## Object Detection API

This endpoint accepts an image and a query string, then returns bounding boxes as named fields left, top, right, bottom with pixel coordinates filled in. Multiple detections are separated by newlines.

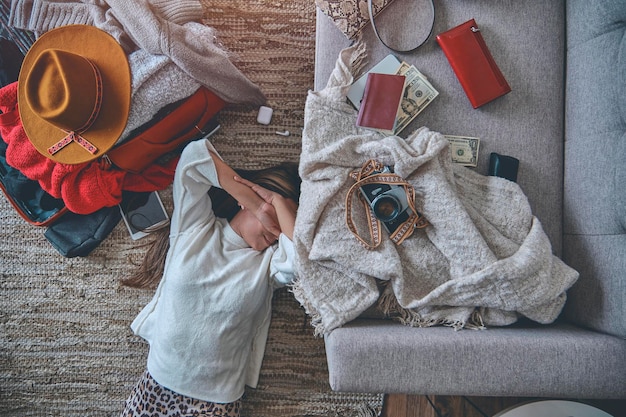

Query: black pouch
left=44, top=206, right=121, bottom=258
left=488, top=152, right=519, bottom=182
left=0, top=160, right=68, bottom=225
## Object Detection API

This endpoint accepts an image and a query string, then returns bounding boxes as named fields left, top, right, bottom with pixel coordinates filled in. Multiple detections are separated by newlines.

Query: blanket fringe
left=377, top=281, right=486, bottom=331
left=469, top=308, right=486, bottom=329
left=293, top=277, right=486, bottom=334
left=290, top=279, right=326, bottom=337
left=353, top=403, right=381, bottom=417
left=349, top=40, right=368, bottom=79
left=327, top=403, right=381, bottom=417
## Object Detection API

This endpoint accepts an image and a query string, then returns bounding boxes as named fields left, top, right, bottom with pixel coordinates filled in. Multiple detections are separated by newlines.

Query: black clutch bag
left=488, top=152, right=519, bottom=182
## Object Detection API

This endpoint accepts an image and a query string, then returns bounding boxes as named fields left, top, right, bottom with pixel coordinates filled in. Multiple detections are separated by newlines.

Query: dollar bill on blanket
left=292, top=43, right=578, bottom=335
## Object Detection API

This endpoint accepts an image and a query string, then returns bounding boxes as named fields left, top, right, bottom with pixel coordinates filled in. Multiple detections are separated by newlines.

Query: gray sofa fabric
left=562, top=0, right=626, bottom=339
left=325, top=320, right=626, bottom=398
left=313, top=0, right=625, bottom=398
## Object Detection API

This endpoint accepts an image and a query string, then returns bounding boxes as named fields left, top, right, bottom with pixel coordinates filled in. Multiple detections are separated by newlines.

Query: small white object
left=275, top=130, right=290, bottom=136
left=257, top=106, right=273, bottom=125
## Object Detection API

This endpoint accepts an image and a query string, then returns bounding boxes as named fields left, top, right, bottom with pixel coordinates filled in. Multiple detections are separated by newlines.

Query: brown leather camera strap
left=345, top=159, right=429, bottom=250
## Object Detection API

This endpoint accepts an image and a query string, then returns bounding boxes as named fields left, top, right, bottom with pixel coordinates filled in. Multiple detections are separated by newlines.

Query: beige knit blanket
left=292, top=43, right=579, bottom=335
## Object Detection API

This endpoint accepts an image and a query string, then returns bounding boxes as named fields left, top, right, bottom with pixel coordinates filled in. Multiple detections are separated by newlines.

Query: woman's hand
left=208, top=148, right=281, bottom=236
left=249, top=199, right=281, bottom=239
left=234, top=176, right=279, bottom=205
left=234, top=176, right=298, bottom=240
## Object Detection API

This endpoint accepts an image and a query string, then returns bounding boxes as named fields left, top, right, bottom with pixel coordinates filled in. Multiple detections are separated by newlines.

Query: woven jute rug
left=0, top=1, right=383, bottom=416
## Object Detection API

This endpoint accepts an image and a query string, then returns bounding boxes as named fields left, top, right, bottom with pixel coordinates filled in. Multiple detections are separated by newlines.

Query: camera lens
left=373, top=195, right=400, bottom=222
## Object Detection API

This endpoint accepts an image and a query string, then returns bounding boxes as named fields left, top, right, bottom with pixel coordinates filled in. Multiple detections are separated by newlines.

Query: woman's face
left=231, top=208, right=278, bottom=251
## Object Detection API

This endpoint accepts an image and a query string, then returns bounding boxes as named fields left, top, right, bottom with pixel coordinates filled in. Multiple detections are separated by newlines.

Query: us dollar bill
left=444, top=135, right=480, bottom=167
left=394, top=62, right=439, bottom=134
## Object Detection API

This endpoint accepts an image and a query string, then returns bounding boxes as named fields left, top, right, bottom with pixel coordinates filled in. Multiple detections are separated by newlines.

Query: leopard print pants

◆ WHAT YOU NEED TO DO ◆
Apart from the pictures, which are to be omitted, every record must be transcribed exactly.

◆ SOLUTION TO THE EXERCISE ◆
## Object Detection API

This endpoint accepts an image and a query string, then returns bounding boxes as named fields left, top, right, bottom with pixel coordinates filled in. Multiple detections are separated by newlines.


Query: black pouch
left=44, top=206, right=121, bottom=258
left=488, top=152, right=519, bottom=182
left=0, top=160, right=68, bottom=225
## Object Detection API

This endpoint accepts an image and a query string, then returns bounding boxes as named fields left, top, right, bottom with pixel coordinates filled in. Multiple detections are separated by newlines.

Query: blanket fringe
left=377, top=281, right=486, bottom=331
left=469, top=308, right=486, bottom=329
left=293, top=277, right=486, bottom=334
left=290, top=279, right=326, bottom=337
left=353, top=403, right=381, bottom=417
left=349, top=40, right=368, bottom=79
left=327, top=403, right=381, bottom=417
## Object Detection API

This endpoint accepts an image and a query string, then returns bounding boxes as named fields left, top, right, bottom with pixel coordinates filled in. Multiple detections are separated by newlines.

Query: black clutch bag
left=488, top=152, right=519, bottom=182
## Object Detection API

This endpoint accepts an image and a query string, then returns bounding boxes as named fields left, top, right, bottom with pixel coordinates filled in. Multiple detections are separated by newlines.

Query: dollar bill on blanket
left=292, top=43, right=578, bottom=335
## Object Detection API

This endpoint accepts an image and a query string, then returns bounding boxes as named fields left, top, right, bottom with pixel coordinates filled in. Multiple detections are separated by newlines.

Query: gray sofa fabric
left=562, top=0, right=626, bottom=339
left=325, top=320, right=626, bottom=398
left=313, top=0, right=625, bottom=398
## Object Detection API

This endpoint accepts an image and a query string, then returns bounding boxes as named fields left, top, right, bottom with pixel coordinates filled in. Multiple detections are separated by newlines.

Query: small white object
left=275, top=130, right=290, bottom=136
left=257, top=106, right=273, bottom=125
## Object Detection API

This endpoint accepts an image and a query string, then returns bounding boxes as named fields left, top, right, bottom with pixel coordinates filled in. Multiple detections are separated by newlines.

Query: brown leather camera strap
left=345, top=159, right=429, bottom=250
## Object Detection API

This endpoint accepts an image and a query string, then returns bounding boxes as named fields left, top, right, bottom with pixel coordinates filled in. Multiple detections are separated by newlines.

Query: beige knit blanket
left=292, top=43, right=579, bottom=335
## Object Detection API

This endpoint accepts an image and a query string, then returns bounding boxes as named fields left, top, right, bottom with pixel coordinates filled in. Multiple detections are separated by newlines.

Query: woman's hand
left=208, top=148, right=281, bottom=236
left=249, top=199, right=281, bottom=239
left=234, top=176, right=279, bottom=205
left=234, top=176, right=298, bottom=240
## Object Detection API

This endpoint accepts an image and a query string, then returns bounding boxes as named fields left, top, right, bottom with pixel coordinates filled in. Multiple detections are separated by newlines.

Query: woven jute rug
left=0, top=1, right=383, bottom=416
## Object Detection API

This endpoint accepts an image and a query string, then returns bounding boxes as named fields left, top, right, bottom with pixel coordinates filled in. Multiple detections are separated by newlines.

Query: camera lens
left=373, top=195, right=400, bottom=222
## Object Detection API

This endpoint accepts an image and a query string, then returns bounding boxes as named fields left, top, right, bottom with pixel coordinates filled in. Multiple detections are separated by newlines.

Query: woman's face
left=231, top=208, right=278, bottom=251
## Object Detection API

This endpoint accepts an image and a query string, then returns bounding boxes as named fields left, top, right, bottom with pixel coordinates filled in. Multiple detections are separated by newlines.

Query: us dollar bill
left=444, top=135, right=480, bottom=167
left=394, top=62, right=439, bottom=134
## Object Detection API

This endpoint accepts an image and a query string, then returns bounding boxes as named fields left, top, right, bottom with pixel coordinates filled in. Multiple detections are separated by newlines.

Query: leopard print pants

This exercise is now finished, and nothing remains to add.